## What to work on
Reproduce every line of the entries below as a numbered list, omitting any blank lines.

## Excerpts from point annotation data
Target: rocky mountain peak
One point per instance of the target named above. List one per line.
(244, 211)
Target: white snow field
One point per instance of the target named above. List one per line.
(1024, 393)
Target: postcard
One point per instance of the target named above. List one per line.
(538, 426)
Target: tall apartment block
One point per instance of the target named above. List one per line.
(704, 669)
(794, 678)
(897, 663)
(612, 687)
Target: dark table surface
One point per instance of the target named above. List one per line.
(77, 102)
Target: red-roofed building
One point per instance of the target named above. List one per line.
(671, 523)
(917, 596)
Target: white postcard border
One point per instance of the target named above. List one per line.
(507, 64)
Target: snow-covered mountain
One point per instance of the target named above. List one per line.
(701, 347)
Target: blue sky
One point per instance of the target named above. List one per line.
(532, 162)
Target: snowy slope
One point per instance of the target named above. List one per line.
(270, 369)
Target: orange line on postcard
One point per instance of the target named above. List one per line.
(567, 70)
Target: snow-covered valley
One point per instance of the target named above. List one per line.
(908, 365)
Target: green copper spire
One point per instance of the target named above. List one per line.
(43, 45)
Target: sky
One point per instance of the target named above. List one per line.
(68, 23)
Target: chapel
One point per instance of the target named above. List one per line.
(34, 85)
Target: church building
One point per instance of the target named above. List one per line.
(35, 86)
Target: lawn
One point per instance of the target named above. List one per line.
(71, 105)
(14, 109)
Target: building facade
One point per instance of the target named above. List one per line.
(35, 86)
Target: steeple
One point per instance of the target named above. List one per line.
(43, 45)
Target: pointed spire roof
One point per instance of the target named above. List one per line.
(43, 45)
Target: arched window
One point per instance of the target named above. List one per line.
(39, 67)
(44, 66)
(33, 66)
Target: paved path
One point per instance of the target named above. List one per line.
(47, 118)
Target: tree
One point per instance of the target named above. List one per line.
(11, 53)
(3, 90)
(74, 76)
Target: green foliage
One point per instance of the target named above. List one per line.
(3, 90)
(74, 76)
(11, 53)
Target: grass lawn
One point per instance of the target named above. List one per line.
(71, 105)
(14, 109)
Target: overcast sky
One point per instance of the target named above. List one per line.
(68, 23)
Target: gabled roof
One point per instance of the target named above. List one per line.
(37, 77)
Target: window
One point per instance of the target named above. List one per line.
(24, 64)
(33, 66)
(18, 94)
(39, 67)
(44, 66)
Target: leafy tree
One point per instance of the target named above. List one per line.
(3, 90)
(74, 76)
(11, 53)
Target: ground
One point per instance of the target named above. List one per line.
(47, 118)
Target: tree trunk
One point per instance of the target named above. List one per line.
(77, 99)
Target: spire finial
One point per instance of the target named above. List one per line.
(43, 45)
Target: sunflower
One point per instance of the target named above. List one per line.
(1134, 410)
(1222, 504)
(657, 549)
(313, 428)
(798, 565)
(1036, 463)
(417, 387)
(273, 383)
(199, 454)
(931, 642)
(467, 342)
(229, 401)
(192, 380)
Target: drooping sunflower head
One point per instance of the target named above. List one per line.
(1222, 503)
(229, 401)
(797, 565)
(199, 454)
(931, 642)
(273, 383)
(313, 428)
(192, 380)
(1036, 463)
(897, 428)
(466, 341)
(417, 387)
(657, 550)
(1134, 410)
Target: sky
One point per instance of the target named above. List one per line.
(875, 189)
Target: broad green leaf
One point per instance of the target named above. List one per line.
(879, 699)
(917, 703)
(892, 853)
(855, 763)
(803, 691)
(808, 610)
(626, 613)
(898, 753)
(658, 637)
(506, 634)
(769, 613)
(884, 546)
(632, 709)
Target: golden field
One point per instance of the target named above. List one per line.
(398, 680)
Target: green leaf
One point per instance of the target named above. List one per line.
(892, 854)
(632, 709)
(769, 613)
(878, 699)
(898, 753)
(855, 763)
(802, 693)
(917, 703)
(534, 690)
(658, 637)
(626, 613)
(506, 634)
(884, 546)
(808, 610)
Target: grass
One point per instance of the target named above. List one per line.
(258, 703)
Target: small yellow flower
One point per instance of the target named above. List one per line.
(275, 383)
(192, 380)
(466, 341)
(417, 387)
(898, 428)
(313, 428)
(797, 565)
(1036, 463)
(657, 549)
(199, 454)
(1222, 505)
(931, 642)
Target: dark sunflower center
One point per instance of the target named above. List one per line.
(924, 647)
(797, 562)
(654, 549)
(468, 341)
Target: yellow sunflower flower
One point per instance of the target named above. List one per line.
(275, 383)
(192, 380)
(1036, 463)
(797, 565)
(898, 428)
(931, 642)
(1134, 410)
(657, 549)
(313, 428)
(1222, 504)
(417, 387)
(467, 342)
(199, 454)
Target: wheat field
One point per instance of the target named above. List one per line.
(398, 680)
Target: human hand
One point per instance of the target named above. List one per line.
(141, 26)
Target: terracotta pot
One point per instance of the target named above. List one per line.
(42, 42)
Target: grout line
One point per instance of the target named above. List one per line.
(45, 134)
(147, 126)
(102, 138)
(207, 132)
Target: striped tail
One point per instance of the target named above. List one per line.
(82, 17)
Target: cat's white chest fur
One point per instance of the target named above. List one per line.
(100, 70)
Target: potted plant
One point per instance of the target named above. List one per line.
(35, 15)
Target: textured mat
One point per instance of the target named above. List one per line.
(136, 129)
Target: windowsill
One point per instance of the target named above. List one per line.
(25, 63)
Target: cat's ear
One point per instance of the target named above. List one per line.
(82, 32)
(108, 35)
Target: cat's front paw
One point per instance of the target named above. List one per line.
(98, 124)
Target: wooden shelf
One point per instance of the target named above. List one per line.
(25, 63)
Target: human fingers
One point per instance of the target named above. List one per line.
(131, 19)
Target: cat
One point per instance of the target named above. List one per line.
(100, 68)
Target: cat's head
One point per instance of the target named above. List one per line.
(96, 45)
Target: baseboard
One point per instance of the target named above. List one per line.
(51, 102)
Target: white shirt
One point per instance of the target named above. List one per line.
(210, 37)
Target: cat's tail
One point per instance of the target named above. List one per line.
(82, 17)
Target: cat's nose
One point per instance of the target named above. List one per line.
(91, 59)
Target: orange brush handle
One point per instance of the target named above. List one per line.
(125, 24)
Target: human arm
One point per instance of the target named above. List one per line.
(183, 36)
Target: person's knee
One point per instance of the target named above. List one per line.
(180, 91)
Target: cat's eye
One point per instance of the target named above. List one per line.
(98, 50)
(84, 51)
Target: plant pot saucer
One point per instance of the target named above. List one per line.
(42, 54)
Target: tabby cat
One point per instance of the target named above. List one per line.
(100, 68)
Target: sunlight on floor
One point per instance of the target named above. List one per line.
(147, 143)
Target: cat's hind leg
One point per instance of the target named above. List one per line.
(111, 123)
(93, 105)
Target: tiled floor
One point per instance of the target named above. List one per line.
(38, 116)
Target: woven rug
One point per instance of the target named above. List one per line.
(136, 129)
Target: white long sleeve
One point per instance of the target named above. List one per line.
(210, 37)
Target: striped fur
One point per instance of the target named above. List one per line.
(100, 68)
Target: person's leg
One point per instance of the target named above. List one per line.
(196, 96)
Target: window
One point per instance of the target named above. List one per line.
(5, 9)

## Answer to the problem
1. Target: rocky mountain peak
2. One point per instance of the target named above. List one per line.
3. (244, 211)
4. Target: white snow field
5. One point per instance of the target named above. List one per line.
6. (1024, 393)
7. Target: postcard
8. One point per instance of the target named above. List one per line.
9. (538, 426)
10. Target: tall apartment block
11. One point per instance of the target named above. List one per line.
12. (704, 669)
13. (794, 678)
14. (897, 663)
15. (612, 687)
16. Target: dark table surface
17. One point per instance of the target named above. List one per line.
18. (77, 102)
19. Target: red-roofed building
20. One point per instance of the target named above. List one per line.
21. (671, 523)
22. (917, 596)
23. Target: white postcard border
24. One point per instance of the target named above. List one per line.
25. (507, 64)
26. Target: snow-covered mountain
27. One point per instance of the target named above. List one per line.
28. (701, 347)
29. Target: blue sky
30. One point per instance of the target named above. List one per line.
31. (532, 162)
32. Target: snowy slope
33. One point per instance of the target named above. List one per line.
34. (270, 369)
35. Target: orange line on postcard
36. One point per instance of the target named above. List one per line.
37. (567, 70)
38. Target: snow-covered valley
39. One point per instance of the target named above. List one per line.
40. (908, 365)
41. Target: green copper spire
42. One point per instance of the target named above. List one per line.
43. (43, 45)
44. Target: sky
45. One point per instance of the target named above. List one per line.
46. (68, 23)
47. Target: chapel
48. One point per instance of the target named above. List one per line.
49. (34, 85)
50. Target: church building
51. One point per instance of the target named above. List one per line.
52. (35, 86)
53. Target: lawn
54. One point per instance of the target named above. List one per line.
55. (71, 105)
56. (14, 109)
57. Target: building facade
58. One point per instance of the target named above. List one per line.
59. (35, 86)
60. Target: steeple
61. One point per instance of the target named above. List one per line.
62. (43, 45)
63. Target: pointed spire roof
64. One point per instance of the target named above. List one per line.
65. (43, 45)
66. Target: arched window
67. One point per instance of the target named above. List one per line.
68. (39, 67)
69. (44, 66)
70. (33, 66)
71. Target: paved path
72. One point per instance of the target named above. List one per line.
73. (47, 118)
74. Target: tree
75. One point per instance of the target named above. List one per line.
76. (11, 53)
77. (3, 90)
78. (74, 76)
79. Target: green foliage
80. One point per instance of the target named above. List one per line.
81. (3, 90)
82. (74, 76)
83. (11, 53)
84. Target: grass lawn
85. One point per instance of the target named above. List one per line.
86. (71, 105)
87. (14, 109)
88. Target: overcast sky
89. One point per instance of the target named above. List one per line.
90. (68, 23)
91. Target: gabled roof
92. One point per instance of the target named above. List one per line.
93. (37, 77)
94. Target: window
95. One point per instance of the target named above. List one per line.
96. (24, 64)
97. (33, 66)
98. (18, 94)
99. (39, 67)
100. (44, 66)
101. Target: leafy tree
102. One point per instance of the target named above. List one per line.
103. (3, 90)
104. (74, 76)
105. (11, 53)
106. Target: ground
107. One point per instance of the target named above. List one per line.
108. (47, 118)
109. Target: tree trunk
110. One point per instance of the target named above. List one per line.
111. (77, 99)
112. Target: spire finial
113. One point per instance of the target named above. List one per line.
114. (43, 45)
115. Target: sunflower
116. One point per instance of the target named above. List one per line.
117. (1134, 410)
118. (1222, 504)
119. (657, 549)
120. (313, 428)
121. (798, 565)
122. (1036, 463)
123. (417, 387)
124. (273, 383)
125. (199, 454)
126. (931, 642)
127. (467, 342)
128. (229, 401)
129. (192, 380)
130. Target: drooping sunflower head
131. One point per instance of the target named above. List one per line.
132. (1222, 503)
133. (229, 401)
134. (797, 565)
135. (199, 454)
136. (931, 642)
137. (273, 383)
138. (313, 428)
139. (192, 380)
140. (1036, 463)
141. (897, 428)
142. (466, 341)
143. (417, 387)
144. (657, 550)
145. (1134, 410)
146. Target: sky
147. One point per instance of the target named above. List one per line.
148. (875, 189)
149. Target: broad green leaf
150. One point per instance of the target named above. List one per line.
151. (879, 699)
152. (917, 703)
153. (892, 853)
154. (855, 763)
155. (803, 691)
156. (808, 610)
157. (626, 613)
158. (898, 753)
159. (658, 637)
160. (506, 634)
161. (769, 613)
162. (884, 546)
163. (632, 709)
164. Target: golden field
165. One point per instance of the target named above. List one per line.
166. (398, 680)
167. Target: green leaf
168. One point per instance of the target named above. List one per line.
169. (892, 854)
170. (632, 709)
171. (769, 613)
172. (878, 699)
173. (898, 753)
174. (855, 763)
175. (802, 693)
176. (917, 703)
177. (534, 690)
178. (658, 637)
179. (626, 613)
180. (506, 634)
181. (884, 546)
182. (808, 610)
183. Target: grass
184. One point per instance of the target named above. List one per line.
185. (258, 703)
186. Target: small yellow flower
187. One point per instance of the target named above. List one per line.
188. (275, 383)
189. (192, 380)
190. (466, 341)
191. (417, 387)
192. (898, 428)
193. (313, 428)
194. (797, 565)
195. (1036, 463)
196. (657, 549)
197. (199, 454)
198. (1222, 505)
199. (931, 642)
200. Target: dark sunflower center
201. One point per instance of the target named above. List one per line.
202. (924, 647)
203. (797, 562)
204. (654, 549)
205. (468, 341)
206. Target: yellow sunflower flower
207. One point per instance of the target named above. List one per line.
208. (275, 383)
209. (192, 380)
210. (1036, 463)
211. (797, 565)
212. (898, 428)
213. (931, 642)
214. (1134, 410)
215. (657, 549)
216. (313, 428)
217. (1222, 504)
218. (417, 387)
219. (467, 342)
220. (199, 454)
221. Target: wheat field
222. One point per instance of the target named above. List one per line.
223. (398, 680)
224. Target: human hand
225. One point per instance of the target named above. List one per line.
226. (141, 26)
227. Target: terracotta pot
228. One point per instance of the target named above. List one per line.
229. (42, 42)
230. Target: grout line
231. One point per instance of the target named above. List one per line.
232. (45, 134)
233. (147, 126)
234. (102, 138)
235. (207, 132)
236. Target: striped tail
237. One point per instance of the target named above. List one per line.
238. (82, 17)
239. Target: cat's white chest fur
240. One point per instance of the target named above. List one per line.
241. (100, 70)
242. Target: potted plant
243. One point per instance of the target named above. List one per line.
244. (35, 15)
245. Target: textured mat
246. One point per instance of the target named above. List one per line.
247. (136, 129)
248. Target: windowsill
249. One point per instance of the target named above. List one per line.
250. (25, 63)
251. Target: cat's ear
252. One point per instance of the target named above. List one per line.
253. (82, 32)
254. (108, 35)
255. Target: cat's front paw
256. One point per instance of the target named above. List one per line.
257. (98, 124)
258. Target: wooden shelf
259. One point per instance of the target named above. List one per line.
260. (25, 63)
261. Target: human fingers
262. One point per instance of the target named above. List one per line.
263. (131, 19)
264. Target: cat
265. One point per instance of the target named above. List one per line.
266. (100, 68)
267. Target: cat's head
268. One point per instance of the target named above. List one per line.
269. (96, 45)
270. Target: baseboard
271. One point per instance of the target named above. List one per line.
272. (51, 102)
273. Target: white shirt
274. One point per instance of the target named above. List one per line.
275. (210, 37)
276. Target: cat's tail
277. One point per instance of the target named above. List one per line.
278. (82, 17)
279. Target: cat's nose
280. One point per instance of the target named above. List one per line.
281. (91, 59)
282. Target: orange brush handle
283. One point per instance of the target named above. List one per line.
284. (125, 24)
285. Target: human arm
286. One point per instance of the target named above. List one per line.
287. (183, 36)
288. Target: person's knee
289. One point per instance of the target named above. List one per line.
290. (180, 91)
291. Target: cat's eye
292. One point per instance of the target named above. List one per line.
293. (98, 50)
294. (84, 51)
295. Target: plant pot saucer
296. One point per instance of the target named above. List one per line.
297. (42, 54)
298. Target: tabby cat
299. One point per instance of the target named above. List one per line.
300. (100, 68)
301. Target: sunlight on floor
302. One point per instance of the target named above. List one per line.
303. (147, 143)
304. Target: cat's hind leg
305. One point per instance of the target named above. List one per line.
306. (111, 123)
307. (93, 105)
308. Target: tiled floor
309. One point per instance of the target named above. List one per line.
310. (38, 116)
311. Target: woven rug
312. One point per instance of the target named above. List one per line.
313. (136, 129)
314. Target: white long sleeve
315. One point per instance of the target named above. List one per line.
316. (210, 37)
317. Target: striped fur
318. One point per instance of the target named above. List one per line.
319. (100, 68)
320. Target: person's leg
321. One point per instance of the target named above. List one per line.
322. (196, 96)
323. Target: window
324. One point per instance of the target named above. List one per line.
325. (5, 9)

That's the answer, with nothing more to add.